Runtime Filter

Runtime Filter mainly consists of two types: Join Runtime Filter and TopN Runtime Filter. This article will provide a detailed introduction to the working principles, usage guidelines, and tuning methods of these two types of Runtime Filters.

Join Runtime Filter

Join Runtime Filter (hereinafter referred to as JRF) is an optimization technique that dynamically generates filters at the Join node based on runtime data, leveraging the Join condition. This technique not only reduces the size of the Join Probe but also effectively minimizes data I/O and network transmission.

Principles

Let's illustrate the working principle of JRF using a Join operation similar to that found in the TPC-H Schema.

Assume there are two tables in the database:

Orders Table: Contains 100 million rows of data, recording order keys (o_orderkey), customer keys (o_custkey), and other order information.
Customer Table: Contains 100,000 rows of data, recording customer keys (c_custkey), customer nations (c_nation), and other customer information. This table records customers from 25 countries, with approximately 4,000 customers per country.

To count the number of orders from customers in China, the query statement would be:

select count(*)
from orders join customer on o_custkey = c_custkey
where c_nation = "china"

The main component of the execution plan for this query is a Join, as illustrated below:

Join Runtime Filter

Without JRF: The Scan node scans the orders table, reading 100 million rows of data. The Join node then performs a Hash Probe on these 100 million rows to generate the Join result.

1. Optimization

The filter condition c_nation = 'china' filters out all non-Chinese customers, so only a portion (approximately 1/25) of the customer table is involved in the Join. Given the subsequent Join condition o_custkey = c_custkey, we need to focus on the c_custkey values selected in the filtered result. Let's denote the filtered c_custkey values as set A. In the following text, we use set A specifically to refer to the c_custkey set participating in the Join.

If set A is pushed down to the orders table as an IN condition, the Scan node for the orders table can filter the orders accordingly. This is similar to adding a filter condition o_custkey IN (c001, c003).

Based on this optimization concept, SQL can be optimized to:

select count(*)
from orders join customer on o_custkey = c_custkey
where c_nation = "china" and o_custkey in (c001, c003)

The optimized execution plan is illustrated below:

join-runtime-filter-2

By adding a filter condition on the orders table, the actual number of orders participating in the Join is reduced from 100 million to 400,000, significantly improving query speed.

2. Implementation

While the optimization described above is significant, the optimizer does not know the actual c_custkey values selected (set A) and thus cannot statically generate a fixed in-predicate filter operator during the optimization phase.

In practical applications, we collect the right-side data at the Join node, generate set A at runtime, and push down set A to the Scan node of the orders table. We typically denote this JRF as: RF(c_custkey -> [o_custkey]).

As Doris is a distributed database, JRF requires an additional merging step to cater to distributed scenarios. Assuming the Join in the example is a Shuffle Join, multiple instances of this Join handle individual shards of the orders and customer tables. Consequently, each Join instance only obtains a portion of set A.

In the current version of Doris, we select a node to serve as the Runtime Filter Manager. Each Join instance generates a Partial JRF based on the c_custkey values in its shard and sends it to the Manager. The Manager collects all Partial JRFs, merges them into a Global JRF, and then sends the Global JRF to all Scan instances of the orders table.

* [Collected data]
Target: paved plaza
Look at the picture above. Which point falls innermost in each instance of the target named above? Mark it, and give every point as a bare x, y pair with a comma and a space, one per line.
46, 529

* [The problem] Set down everything in the runtime filter page from "In practical applications, we" down to "portion of set A.", word for word.

* [Worked solution]
In practical applications, we collect the right-side data at the Join node, generate set A at runtime, and push down set A to the Scan node of the orders table. We typically denote this JRF as: RF(c_custkey -> [o_custkey]).

As Doris is a distributed database, JRF requires an additional merging step to cater to distributed scenarios. Assuming the Join in the example is a Shuffle Join, multiple instances of this Join handle individual shards of the orders and customer tables. Consequently, each Join instance only obtains a portion of set A.